In the baseball recollection below, condense the paragraph that begins "Turns out that Franzee" into a shorter version that keeps its main facts.

**Source excerpt:**

☆ ☆ ☆ ☆

This one is weird to me because I only recently discovered the other side of this story. When I was young, I played rep baseball for Burlington. I played from rep t-ball until major midget, age 9 to 17, 1989 to 1997, with the exception of 1992, when I was in California. I played outfield when I wasn’t pitching, and I mostly sat on the bench in case they needed a reliever later.
There were five great games I pitched that stood out in my memory. The weird thing is that one of those games got talked about by the home plate umpire, Joseph Franks, who I knew as Franzee. It was the opening round of the end-of-year O.B.A. finals, 1996, my second-last year of rep ball, and we had the misfortune of squaring off against Windsor. Amazingly, I had my good stuff and we came out on top. I still have my game MVP t-shirt.
Turns out that Franzee, ever since, has been telling this story as the greatest game he ever umpired. The first round of the O.B.A.’s, when Burlington beat Windsor; he was the home plate umpire, the pitcher threw a complete game, and despite losing in the first round of a double-elimination tournament, Windsor went undefeated the rest of the way and went on to win the national championship.
I didn’t know that last part. That part–them going on to win–I heard more recently. I knew I threw a great game, that it was one of the five best games I ever pitched (I’d place it fourth), and it felt great.

☆ ☆ ☆ ☆

**Stored items from a collection:**
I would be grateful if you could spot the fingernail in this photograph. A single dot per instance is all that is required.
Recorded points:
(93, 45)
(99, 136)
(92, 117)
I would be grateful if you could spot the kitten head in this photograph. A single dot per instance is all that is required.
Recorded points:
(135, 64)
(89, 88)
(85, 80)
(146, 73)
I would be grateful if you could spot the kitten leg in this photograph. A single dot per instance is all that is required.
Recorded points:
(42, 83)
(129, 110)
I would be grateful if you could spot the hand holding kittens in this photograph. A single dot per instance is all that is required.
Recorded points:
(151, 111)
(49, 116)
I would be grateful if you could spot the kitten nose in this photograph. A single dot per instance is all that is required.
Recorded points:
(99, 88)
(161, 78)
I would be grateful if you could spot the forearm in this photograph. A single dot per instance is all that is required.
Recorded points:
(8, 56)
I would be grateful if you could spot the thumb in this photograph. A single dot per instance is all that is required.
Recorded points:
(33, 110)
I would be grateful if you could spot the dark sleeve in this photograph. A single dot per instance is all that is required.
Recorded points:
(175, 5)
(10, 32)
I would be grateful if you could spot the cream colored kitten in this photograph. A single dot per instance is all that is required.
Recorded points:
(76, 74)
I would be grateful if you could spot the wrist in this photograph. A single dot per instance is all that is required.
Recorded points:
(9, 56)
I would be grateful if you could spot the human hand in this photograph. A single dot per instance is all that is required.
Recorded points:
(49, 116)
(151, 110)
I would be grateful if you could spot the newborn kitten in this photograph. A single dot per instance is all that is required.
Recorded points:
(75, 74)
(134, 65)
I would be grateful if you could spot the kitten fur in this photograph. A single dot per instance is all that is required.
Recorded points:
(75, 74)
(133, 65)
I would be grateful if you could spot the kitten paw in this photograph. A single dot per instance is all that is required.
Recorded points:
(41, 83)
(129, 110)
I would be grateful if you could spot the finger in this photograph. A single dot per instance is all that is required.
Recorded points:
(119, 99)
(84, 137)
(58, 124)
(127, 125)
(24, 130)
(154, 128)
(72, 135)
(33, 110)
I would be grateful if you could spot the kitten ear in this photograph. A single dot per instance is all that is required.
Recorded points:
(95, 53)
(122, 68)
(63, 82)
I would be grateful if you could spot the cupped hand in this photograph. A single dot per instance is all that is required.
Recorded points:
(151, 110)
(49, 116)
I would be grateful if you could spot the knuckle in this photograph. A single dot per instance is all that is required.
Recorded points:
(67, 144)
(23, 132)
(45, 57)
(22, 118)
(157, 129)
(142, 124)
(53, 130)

☆ ☆ ☆ ☆

**Complete answer:** Franzee has long called it the greatest game he ever umpired: in the first round of the O.B.A.'s, with him behind home plate, Burlington beat Windsor on a complete game by the pitcher. Windsor then went undefeated for the rest of the double-elimination tournament and won the national championship.